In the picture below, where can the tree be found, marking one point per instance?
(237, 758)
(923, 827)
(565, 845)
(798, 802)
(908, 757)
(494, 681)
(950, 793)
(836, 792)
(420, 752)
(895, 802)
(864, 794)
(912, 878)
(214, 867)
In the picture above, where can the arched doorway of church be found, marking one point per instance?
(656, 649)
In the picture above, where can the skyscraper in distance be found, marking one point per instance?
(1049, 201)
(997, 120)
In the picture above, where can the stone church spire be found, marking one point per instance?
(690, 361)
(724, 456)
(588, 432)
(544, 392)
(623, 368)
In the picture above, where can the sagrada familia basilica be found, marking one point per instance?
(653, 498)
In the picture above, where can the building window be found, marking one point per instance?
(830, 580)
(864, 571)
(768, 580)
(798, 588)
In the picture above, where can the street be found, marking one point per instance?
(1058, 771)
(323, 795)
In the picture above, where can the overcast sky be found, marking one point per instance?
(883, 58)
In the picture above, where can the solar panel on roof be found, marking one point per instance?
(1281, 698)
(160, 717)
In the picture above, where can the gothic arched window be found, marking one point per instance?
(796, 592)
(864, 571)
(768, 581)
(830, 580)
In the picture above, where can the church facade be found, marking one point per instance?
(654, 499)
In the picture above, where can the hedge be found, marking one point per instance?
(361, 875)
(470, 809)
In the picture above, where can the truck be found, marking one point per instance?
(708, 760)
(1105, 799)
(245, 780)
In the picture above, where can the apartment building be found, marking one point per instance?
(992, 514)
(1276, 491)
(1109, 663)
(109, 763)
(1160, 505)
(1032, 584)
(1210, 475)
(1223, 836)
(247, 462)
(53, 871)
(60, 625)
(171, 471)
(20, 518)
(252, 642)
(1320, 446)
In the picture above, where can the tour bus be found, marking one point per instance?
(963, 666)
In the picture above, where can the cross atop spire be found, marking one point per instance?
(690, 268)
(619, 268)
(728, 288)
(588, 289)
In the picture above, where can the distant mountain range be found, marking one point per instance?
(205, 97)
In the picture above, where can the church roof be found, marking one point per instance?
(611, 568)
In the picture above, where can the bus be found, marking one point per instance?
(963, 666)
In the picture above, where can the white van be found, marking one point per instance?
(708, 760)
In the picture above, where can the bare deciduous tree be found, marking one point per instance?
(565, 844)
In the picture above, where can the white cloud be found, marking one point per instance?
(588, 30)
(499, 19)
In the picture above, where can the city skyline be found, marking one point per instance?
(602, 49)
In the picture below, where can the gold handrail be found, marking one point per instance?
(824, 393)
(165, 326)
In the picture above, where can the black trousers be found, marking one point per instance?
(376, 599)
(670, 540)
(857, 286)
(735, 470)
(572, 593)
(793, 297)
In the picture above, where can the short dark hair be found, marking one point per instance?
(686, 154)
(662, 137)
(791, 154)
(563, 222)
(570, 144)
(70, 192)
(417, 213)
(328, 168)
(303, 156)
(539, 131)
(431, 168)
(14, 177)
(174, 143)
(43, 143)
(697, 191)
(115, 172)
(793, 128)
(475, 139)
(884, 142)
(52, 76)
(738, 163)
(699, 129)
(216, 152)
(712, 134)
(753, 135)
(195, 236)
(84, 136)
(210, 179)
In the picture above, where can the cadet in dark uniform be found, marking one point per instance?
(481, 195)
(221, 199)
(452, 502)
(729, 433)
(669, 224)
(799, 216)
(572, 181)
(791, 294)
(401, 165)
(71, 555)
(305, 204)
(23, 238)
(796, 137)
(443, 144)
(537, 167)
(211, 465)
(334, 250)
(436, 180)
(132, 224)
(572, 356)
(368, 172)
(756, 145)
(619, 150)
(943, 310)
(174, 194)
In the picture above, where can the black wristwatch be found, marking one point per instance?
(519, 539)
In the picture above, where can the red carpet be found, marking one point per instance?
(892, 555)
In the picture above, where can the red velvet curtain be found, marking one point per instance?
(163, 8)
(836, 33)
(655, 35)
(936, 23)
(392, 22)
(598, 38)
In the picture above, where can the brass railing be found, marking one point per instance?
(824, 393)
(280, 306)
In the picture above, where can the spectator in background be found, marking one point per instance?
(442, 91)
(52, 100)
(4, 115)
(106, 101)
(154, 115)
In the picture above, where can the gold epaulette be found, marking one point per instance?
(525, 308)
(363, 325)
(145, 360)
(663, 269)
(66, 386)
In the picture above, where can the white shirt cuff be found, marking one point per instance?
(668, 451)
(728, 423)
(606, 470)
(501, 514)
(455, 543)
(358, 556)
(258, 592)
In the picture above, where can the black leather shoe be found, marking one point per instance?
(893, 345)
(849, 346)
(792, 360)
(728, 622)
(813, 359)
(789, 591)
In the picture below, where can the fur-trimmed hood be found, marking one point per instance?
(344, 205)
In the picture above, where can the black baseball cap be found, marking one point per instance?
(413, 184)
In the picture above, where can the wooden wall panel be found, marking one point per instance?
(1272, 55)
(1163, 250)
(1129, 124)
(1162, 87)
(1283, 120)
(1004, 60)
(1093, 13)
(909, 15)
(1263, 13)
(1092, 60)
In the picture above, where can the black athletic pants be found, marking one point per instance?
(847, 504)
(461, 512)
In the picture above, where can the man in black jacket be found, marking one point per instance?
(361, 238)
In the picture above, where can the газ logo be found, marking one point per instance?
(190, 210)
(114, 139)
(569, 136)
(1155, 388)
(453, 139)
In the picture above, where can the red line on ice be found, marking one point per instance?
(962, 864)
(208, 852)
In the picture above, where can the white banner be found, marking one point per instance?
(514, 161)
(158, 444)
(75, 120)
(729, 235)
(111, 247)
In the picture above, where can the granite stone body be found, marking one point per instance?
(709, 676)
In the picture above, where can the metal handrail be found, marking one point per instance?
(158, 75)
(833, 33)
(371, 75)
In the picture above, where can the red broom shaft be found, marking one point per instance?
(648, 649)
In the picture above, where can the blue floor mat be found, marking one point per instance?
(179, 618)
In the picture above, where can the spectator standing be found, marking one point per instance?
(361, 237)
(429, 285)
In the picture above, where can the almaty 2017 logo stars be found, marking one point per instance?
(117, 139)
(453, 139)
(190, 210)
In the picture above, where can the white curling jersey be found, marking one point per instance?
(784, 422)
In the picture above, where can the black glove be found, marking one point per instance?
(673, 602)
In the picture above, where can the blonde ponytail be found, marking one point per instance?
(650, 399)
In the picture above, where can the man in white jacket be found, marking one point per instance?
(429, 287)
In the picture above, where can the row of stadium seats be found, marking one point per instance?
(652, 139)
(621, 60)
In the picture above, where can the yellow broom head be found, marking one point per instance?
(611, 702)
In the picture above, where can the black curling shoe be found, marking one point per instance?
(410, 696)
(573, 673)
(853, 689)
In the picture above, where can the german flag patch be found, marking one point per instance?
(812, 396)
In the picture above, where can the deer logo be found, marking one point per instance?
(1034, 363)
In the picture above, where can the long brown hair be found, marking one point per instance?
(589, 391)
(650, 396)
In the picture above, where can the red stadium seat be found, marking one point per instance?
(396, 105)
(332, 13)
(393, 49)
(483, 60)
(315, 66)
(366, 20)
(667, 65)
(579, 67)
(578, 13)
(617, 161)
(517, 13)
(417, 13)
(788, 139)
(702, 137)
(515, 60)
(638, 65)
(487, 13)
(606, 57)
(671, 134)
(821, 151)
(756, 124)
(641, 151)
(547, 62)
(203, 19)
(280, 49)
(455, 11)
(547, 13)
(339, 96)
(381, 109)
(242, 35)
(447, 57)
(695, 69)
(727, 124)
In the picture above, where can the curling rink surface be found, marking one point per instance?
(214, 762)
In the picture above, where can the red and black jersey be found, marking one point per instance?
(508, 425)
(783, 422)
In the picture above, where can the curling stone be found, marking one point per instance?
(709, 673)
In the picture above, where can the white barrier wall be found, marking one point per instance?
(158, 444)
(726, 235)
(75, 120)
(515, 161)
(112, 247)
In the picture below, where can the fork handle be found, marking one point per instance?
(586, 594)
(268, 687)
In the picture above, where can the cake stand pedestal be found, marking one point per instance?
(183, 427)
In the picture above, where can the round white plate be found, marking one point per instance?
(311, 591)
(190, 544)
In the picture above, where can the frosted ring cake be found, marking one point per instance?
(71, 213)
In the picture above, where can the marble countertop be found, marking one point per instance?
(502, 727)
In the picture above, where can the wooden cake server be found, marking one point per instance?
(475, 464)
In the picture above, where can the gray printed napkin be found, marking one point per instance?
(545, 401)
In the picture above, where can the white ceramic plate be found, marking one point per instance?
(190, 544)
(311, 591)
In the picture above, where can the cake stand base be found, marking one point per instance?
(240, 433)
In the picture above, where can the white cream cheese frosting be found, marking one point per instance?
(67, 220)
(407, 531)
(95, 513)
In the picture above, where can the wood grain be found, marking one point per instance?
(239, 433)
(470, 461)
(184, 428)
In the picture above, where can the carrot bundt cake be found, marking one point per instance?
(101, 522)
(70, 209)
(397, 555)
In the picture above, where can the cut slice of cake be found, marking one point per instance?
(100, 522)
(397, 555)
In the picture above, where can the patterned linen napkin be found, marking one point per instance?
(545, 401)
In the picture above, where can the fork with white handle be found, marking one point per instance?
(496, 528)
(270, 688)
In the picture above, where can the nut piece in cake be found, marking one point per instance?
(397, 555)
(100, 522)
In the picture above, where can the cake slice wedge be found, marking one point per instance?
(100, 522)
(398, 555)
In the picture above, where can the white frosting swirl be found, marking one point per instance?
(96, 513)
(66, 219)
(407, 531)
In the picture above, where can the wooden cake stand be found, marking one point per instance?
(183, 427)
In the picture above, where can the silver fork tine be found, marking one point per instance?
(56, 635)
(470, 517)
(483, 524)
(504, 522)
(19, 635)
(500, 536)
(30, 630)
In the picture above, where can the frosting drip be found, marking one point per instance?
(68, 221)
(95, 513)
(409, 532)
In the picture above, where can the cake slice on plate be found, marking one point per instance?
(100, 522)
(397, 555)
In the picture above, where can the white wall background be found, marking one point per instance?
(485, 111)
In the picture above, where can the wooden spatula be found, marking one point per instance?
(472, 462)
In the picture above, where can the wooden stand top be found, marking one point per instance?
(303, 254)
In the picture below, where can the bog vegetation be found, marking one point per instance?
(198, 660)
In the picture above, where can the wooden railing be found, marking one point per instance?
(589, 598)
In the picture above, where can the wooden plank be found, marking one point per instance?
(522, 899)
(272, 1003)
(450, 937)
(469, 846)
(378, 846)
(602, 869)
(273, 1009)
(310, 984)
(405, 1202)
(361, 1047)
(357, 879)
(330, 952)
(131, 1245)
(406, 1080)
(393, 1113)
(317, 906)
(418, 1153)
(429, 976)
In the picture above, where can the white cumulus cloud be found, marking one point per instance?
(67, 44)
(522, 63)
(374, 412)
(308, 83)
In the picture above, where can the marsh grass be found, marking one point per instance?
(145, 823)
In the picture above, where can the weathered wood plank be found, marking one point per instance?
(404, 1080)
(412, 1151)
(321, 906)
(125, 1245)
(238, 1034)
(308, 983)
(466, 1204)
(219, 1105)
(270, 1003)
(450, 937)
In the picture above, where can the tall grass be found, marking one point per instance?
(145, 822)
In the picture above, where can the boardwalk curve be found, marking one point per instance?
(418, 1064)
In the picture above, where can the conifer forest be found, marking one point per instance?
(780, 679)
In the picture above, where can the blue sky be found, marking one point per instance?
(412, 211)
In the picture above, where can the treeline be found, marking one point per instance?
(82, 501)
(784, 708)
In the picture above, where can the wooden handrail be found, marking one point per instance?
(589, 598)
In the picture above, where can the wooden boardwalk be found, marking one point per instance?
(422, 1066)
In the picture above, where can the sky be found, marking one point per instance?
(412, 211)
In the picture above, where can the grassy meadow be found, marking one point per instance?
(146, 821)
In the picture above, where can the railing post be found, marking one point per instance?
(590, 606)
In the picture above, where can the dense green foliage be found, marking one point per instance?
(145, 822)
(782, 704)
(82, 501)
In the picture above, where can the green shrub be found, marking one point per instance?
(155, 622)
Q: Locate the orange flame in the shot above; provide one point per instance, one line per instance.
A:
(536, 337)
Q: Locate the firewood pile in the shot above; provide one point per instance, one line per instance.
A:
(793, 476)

━━━━━━━━━━━━━━━━━━━━

• [AIM OF THE TASK]
Read through the entries and copy every line that includes "Locate".

• [EXERCISE ANSWER]
Q: Locate the orange flame in the shot above; provide one point per instance, one line per instance.
Q: Locate the firewood pile in the shot above; provide one point per instance, one line per instance.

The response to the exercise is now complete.